**Written instruction:** Reproduce every line of these rows verbatim.

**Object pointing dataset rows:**
[START]

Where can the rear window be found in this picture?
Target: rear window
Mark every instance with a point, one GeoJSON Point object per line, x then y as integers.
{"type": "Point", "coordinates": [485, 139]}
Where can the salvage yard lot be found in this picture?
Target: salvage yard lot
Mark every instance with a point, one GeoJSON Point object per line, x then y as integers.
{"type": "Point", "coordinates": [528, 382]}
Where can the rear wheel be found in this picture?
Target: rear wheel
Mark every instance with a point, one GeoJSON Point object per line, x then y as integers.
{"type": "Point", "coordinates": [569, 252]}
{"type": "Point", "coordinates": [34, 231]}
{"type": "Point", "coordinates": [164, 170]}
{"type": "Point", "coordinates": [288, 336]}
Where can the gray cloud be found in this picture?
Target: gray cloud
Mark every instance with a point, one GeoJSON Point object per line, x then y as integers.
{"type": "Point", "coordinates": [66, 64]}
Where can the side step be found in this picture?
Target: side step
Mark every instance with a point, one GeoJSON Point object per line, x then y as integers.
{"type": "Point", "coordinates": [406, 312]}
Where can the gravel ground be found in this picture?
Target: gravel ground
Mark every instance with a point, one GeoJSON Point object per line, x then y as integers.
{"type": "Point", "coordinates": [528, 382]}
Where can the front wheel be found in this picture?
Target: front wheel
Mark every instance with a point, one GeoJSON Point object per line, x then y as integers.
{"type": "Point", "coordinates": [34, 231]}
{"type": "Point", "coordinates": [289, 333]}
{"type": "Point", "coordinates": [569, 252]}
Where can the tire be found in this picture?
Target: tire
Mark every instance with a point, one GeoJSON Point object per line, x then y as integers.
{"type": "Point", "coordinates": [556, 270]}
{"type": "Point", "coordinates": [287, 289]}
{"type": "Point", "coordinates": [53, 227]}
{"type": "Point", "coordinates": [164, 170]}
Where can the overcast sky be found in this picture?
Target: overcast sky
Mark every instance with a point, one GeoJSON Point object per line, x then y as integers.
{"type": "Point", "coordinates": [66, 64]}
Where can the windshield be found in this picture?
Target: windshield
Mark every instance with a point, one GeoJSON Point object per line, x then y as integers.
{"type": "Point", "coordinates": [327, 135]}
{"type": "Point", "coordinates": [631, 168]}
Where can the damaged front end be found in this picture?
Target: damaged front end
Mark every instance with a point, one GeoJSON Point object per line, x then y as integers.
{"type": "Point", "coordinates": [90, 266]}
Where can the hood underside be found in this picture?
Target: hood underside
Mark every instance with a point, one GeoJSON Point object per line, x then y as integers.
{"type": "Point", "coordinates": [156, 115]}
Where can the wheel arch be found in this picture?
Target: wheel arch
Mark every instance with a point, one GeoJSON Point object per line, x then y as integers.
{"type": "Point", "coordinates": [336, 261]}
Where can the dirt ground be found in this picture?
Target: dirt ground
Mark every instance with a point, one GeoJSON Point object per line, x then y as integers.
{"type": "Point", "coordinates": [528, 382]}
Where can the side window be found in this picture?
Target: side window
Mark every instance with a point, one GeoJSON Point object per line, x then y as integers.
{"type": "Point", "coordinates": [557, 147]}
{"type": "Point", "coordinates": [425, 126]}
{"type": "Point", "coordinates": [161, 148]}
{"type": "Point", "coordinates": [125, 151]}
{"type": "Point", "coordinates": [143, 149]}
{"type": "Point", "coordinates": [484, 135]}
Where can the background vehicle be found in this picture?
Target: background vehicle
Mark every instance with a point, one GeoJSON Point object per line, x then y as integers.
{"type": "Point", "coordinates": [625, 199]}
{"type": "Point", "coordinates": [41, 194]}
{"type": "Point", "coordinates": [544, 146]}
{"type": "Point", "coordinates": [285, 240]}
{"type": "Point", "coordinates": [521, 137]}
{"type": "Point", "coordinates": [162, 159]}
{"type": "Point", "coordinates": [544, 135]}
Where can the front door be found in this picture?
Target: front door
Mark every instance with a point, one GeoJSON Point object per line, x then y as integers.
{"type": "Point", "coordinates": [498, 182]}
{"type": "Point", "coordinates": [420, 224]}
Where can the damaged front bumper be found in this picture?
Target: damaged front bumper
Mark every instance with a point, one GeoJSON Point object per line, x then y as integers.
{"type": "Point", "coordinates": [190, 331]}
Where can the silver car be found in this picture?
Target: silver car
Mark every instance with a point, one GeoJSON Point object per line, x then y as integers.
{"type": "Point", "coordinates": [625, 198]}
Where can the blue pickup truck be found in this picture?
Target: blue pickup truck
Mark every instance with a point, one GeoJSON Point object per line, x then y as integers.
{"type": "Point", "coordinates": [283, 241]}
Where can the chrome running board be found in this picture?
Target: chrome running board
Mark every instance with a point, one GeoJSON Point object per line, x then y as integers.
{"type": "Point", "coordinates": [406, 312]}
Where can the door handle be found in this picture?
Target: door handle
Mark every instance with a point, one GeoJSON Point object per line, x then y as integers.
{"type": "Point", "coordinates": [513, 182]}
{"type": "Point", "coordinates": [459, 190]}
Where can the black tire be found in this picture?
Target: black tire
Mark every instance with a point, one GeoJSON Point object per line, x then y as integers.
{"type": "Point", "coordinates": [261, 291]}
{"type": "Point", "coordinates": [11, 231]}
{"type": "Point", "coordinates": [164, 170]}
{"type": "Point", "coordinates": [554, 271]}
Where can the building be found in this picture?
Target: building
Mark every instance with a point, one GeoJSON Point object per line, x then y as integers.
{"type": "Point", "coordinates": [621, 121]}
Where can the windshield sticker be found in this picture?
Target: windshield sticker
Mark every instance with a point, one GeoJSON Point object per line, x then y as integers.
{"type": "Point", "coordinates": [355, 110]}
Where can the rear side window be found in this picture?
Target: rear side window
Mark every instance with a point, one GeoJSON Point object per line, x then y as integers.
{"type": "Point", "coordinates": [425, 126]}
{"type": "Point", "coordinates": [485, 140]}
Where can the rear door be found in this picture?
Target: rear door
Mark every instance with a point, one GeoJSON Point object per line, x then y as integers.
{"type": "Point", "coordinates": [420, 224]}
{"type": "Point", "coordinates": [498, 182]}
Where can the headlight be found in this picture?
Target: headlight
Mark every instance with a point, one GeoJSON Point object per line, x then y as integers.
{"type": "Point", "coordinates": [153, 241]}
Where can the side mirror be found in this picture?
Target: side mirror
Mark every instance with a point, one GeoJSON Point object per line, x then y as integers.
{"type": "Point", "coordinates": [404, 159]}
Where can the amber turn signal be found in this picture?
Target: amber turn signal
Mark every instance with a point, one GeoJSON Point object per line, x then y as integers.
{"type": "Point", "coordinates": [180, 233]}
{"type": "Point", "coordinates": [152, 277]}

[END]

**The result:**
Where can the rear window be found in this picture?
Target: rear window
Mark every instance with a point, one GeoJSON Point object per line, x then y as integers.
{"type": "Point", "coordinates": [485, 139]}
Where can the salvage yard lot be found in this picture?
Target: salvage yard lot
Mark every instance with a point, one GeoJSON Point object per line, x then y as integers.
{"type": "Point", "coordinates": [528, 382]}
Where can the rear wheel be found in this picture?
Target: rear wheel
Mark every instance with a point, one GeoJSON Point object per line, x then y as integers.
{"type": "Point", "coordinates": [569, 252]}
{"type": "Point", "coordinates": [34, 231]}
{"type": "Point", "coordinates": [164, 170]}
{"type": "Point", "coordinates": [288, 336]}
Where can the gray cloud be found in this picture?
Target: gray cloud
Mark every instance with a point, one GeoJSON Point object per line, x then y as integers.
{"type": "Point", "coordinates": [66, 64]}
Where can the side step be found in this picture?
Target: side step
Mark every instance with a point, one GeoJSON Point object per line, x then y as integers.
{"type": "Point", "coordinates": [406, 312]}
Where can the gravel ground be found in this picture?
Target: gravel ground
Mark every instance with a point, one GeoJSON Point object per line, x then y as integers.
{"type": "Point", "coordinates": [528, 382]}
Where can the front wheel be found in this picture?
Target: front wheel
Mark every instance with a point, one GeoJSON Point object per line, x then y as integers.
{"type": "Point", "coordinates": [34, 231]}
{"type": "Point", "coordinates": [289, 333]}
{"type": "Point", "coordinates": [569, 252]}
Where can the tire be found in this picture?
Target: tire
Mark every instance with a point, one GeoJSON Point object per line, x then y as integers.
{"type": "Point", "coordinates": [556, 270]}
{"type": "Point", "coordinates": [287, 289]}
{"type": "Point", "coordinates": [53, 227]}
{"type": "Point", "coordinates": [164, 170]}
Where can the overcast sky be found in this picture?
Target: overcast sky
Mark every instance with a point, one GeoJSON Point object per line, x then y as integers.
{"type": "Point", "coordinates": [66, 64]}
Where can the windshield be found in this picture?
Target: windshield
Mark every instance with a point, one GeoJSON Point object per line, x then y as integers.
{"type": "Point", "coordinates": [327, 135]}
{"type": "Point", "coordinates": [631, 168]}
Where can the damaged front end be found in this picture?
Target: damaged front end
Mark every instance with a point, one GeoJSON Point object per line, x then y as integers.
{"type": "Point", "coordinates": [90, 266]}
Where can the hood underside be found in this picture?
Target: hood underside
Mark every instance with a point, one GeoJSON Point object per line, x then y as integers.
{"type": "Point", "coordinates": [156, 115]}
Where can the wheel arch be found in this picture?
Target: wheel arch
Mark every instance with a point, one GeoJSON Point object per line, x then y as integers.
{"type": "Point", "coordinates": [336, 261]}
Where can the dirt ground be found in this picture?
Target: dirt ground
Mark every instance with a point, one GeoJSON Point object per line, x then y as integers.
{"type": "Point", "coordinates": [528, 382]}
Where can the side window be found in this picture?
Target: side window
Mark every instance with a point, one GeoJSON Point object per line, x then y as integers.
{"type": "Point", "coordinates": [557, 147]}
{"type": "Point", "coordinates": [425, 126]}
{"type": "Point", "coordinates": [161, 148]}
{"type": "Point", "coordinates": [125, 151]}
{"type": "Point", "coordinates": [143, 149]}
{"type": "Point", "coordinates": [484, 135]}
Where can the background vehicle be found in this picture?
Target: background vehicle
Mark every instance with a point, one GeoJSON Point object per line, x then y as integers.
{"type": "Point", "coordinates": [625, 199]}
{"type": "Point", "coordinates": [41, 194]}
{"type": "Point", "coordinates": [544, 146]}
{"type": "Point", "coordinates": [285, 240]}
{"type": "Point", "coordinates": [521, 137]}
{"type": "Point", "coordinates": [162, 159]}
{"type": "Point", "coordinates": [544, 135]}
Where can the front door be found in this picture?
Target: front door
Mark every instance with a point, one GeoJSON Point object per line, x then y as integers.
{"type": "Point", "coordinates": [498, 182]}
{"type": "Point", "coordinates": [420, 224]}
Where can the damaged front bumper be found in this picture?
Target: damaged front bumper
Mark every instance with a point, one GeoJSON Point object per line, x then y as integers.
{"type": "Point", "coordinates": [190, 331]}
Where can the silver car be found in this picture?
Target: silver car
Mark every instance with a point, one GeoJSON Point object per line, x then y as integers.
{"type": "Point", "coordinates": [625, 198]}
Where can the blue pickup truck be found in this picture?
Target: blue pickup truck
Mark every instance with a point, one GeoJSON Point object per line, x then y as integers.
{"type": "Point", "coordinates": [283, 241]}
Where can the chrome running board be found in this picture?
Target: chrome running board
Mark every instance with a point, one GeoJSON Point object per line, x then y as integers.
{"type": "Point", "coordinates": [406, 312]}
Where can the door handle be found in this picture?
Target: door handle
Mark every instance with a point, one GeoJSON Point object per line, x then y as integers.
{"type": "Point", "coordinates": [513, 182]}
{"type": "Point", "coordinates": [459, 190]}
Where can the black tire be found in this picture?
Target: black tire
Mark every instance with a point, one GeoJSON Point object per line, x then y as integers.
{"type": "Point", "coordinates": [261, 291]}
{"type": "Point", "coordinates": [11, 231]}
{"type": "Point", "coordinates": [164, 170]}
{"type": "Point", "coordinates": [554, 271]}
Where can the building be found in this picture?
Target: building
Mark every instance with a point, one GeoJSON Point object per line, x then y as integers.
{"type": "Point", "coordinates": [621, 121]}
Where can the windshield sticker be found in this picture?
Target: windshield sticker
Mark every instance with a point, one GeoJSON Point object per line, x then y as integers.
{"type": "Point", "coordinates": [355, 110]}
Where can the rear side window be found in this picture?
Target: rear side window
Mark every instance with a point, one GeoJSON Point object per line, x then y as integers.
{"type": "Point", "coordinates": [425, 126]}
{"type": "Point", "coordinates": [485, 140]}
Where can the rear door be found in this picture?
Target: rear door
Mark every instance with a point, one GeoJSON Point object per line, x then y as integers.
{"type": "Point", "coordinates": [420, 224]}
{"type": "Point", "coordinates": [498, 182]}
Where can the headlight be found in this picture?
Target: headlight
Mark every instance with a point, one GeoJSON Point object per line, x then y as integers.
{"type": "Point", "coordinates": [153, 241]}
Where can the side mirror be found in this picture?
Target: side mirror
Mark every instance with a point, one GeoJSON Point object per line, x then y as integers.
{"type": "Point", "coordinates": [404, 159]}
Where can the amber turn signal be found in this picture?
Target: amber turn signal
Mark every instance with a point, one GeoJSON Point object per line, x then y as integers.
{"type": "Point", "coordinates": [180, 233]}
{"type": "Point", "coordinates": [152, 277]}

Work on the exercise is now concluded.